Text provided:
↓↓↓
# Top Afghan army general killed in helicopter crash, NATO offer condolences



## Hindustani78

By Khaama Press - Tue Nov 29 2016, 8:42 pm
http://www.khaama.com/top-afghan-ar...helicopter-crash-nato-offer-condolences-02393

A top General of the Afghan National Army (ANA) forces was killed in a helicopter crash in western Herat province of Afghanistan.

The NATO-led Resolute Support (RS) mission issued a statement to offer the alliance’s condolences regarding the tragic loss of the top army general in the incident.


“Deputy Commander, Resolute Support, Lieutenant General Sandy Storrie, offered condolences to the family of Afghan National Army General Muhayuddin Ghori, commander of the 207th Zafar Corps after the helicopter in which he was riding crashed late today,” the alliance said in a statement.

“On behalf of the men and women of Resolute Support, we offer our condolences to General Ghori’s family, to his soldiers, and to the people of Afghanistan. We also mourn the loss of others on the aircraft and wish a speedy recovery to those injured. General Ghori worked tirelessly to create a safe, stable Afghanistan and his legacy of excellence and service to his nation will live on.”

Officials in the Ministry of Defense of Afghanistan confirmed that Gen. Ghori lost his life in the crash which took place due to technical issues in Mori Chaq district.

The officials further added that the incident took place as the helicopter was landing in the area, leaving the General dead and some other high level officials wounded.


----------



## Oracle

إِنَّا لِلّهِ وَإِنَّـا إِلَيْهِ رَاجِعونَ
May his soul rest in peace.


----------



## Signalian

No mention of heli type, probably an Mi-17. 

AAF is already gazing towards american helis.


----------



## Suff Shikan

إِنَّا لِلّهِ وَإِنَّـا إِلَيْهِ رَاجِعونَ


----------



## Khanate

*Inna Lillahi wa inna ilaihi raji'un.*

@pakistani342 How many ANA Generals have been killed so far this year? I believe this is the third, or is it the fourth?


----------



## pakistani342

Khanate said:


> *Inna Lillahi wa inna ilaihi raji'un.*
> 
> @pakistani342 How many ANA Generals have been killed so far this year? I believe this is the third, or is it the fourth?



sadly yes -- if you count anp alp possibly more -- Afghanistan produces a lot of generals

Reactions: Like Like:
1


----------



## Hindustani78

http://www.khaama.com/ghani-pays-tribute-to-top-afghan-army-general-killed-in-helicopter-crash-02405
The Afghan President Mohammad Ashraf Ghani paid tribute to top Afghan army General Muhiuddin Ghori who was killed in a helicopter crash in West of Afghanistan.

President Ghani attended the funeral ceremony of Gen. Ghori in wetern Herat province of Afghanistan.
A number of other high level officials, including the Minister of Defense, Minister of Interior, and the intelligence chief attended the funeral ceremony.

Calling Gen. Ghori a brave general of the Afghan National Army, President Ghani said it was a sad day for the country.

Gen. Ghori was the commander of the 207th Corps of the Afghan National Army who lost his life in helicopter crash which took place due to technical issues in Mori Chaq district.

According to the local officials, the incident took place as the helicopter was landing in the area, leaving the General dead and some other high level officials wounded.
↑↑↑
Dataset extract:
↓↓↓
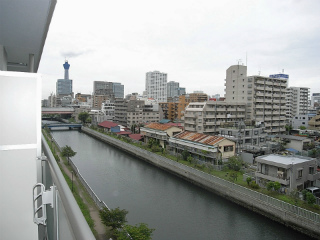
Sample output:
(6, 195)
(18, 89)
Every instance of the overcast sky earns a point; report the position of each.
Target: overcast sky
(194, 42)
↑↑↑
Your tasks:
• A. Answer the following from the forum thread on the helicopter crash:
(i) In which district did the crash take place?
(ii) Who offered condolences as Deputy Commander of Resolute Support?
(iii) Besides President Ghani, which officials attended the funeral ceremony?
• B. In the forum thread on the helicopter crash, rewrite the paragraph beginning "On behalf of the men and women of Resolute Support" as a short list that retains its main points.
• C. Transcribe the stretch of the forum thread on the helicopter crash from "Officials in the" through "rest in peace.".

Final answers:
• A.
(i) Mori Chaq district
(ii) Lieutenant General Sandy Storrie
(iii) The Minister of Defense, the Minister of Interior, and the intelligence chief

• B.
- Resolute Support offers condolences to General Ghori's family, his soldiers, and the people of Afghanistan.
- It mourns the others lost on the aircraft and wishes the injured a speedy recovery.
- General Ghori worked tirelessly for a safe, stable Afghanistan, and his legacy of excellence and service to his nation will live on.

• C.
Officials in the Ministry of Defense of Afghanistan confirmed that Gen. Ghori lost his life in the crash which took place due to technical issues in Mori Chaq district.

The officials further added that the incident took place as the helicopter was landing in the area, leaving the General dead and some other high level officials wounded.


----------



## Oracle

إِنَّا لِلّهِ وَإِنَّـا إِلَيْهِ رَاجِعونَ
May his soul rest in peace.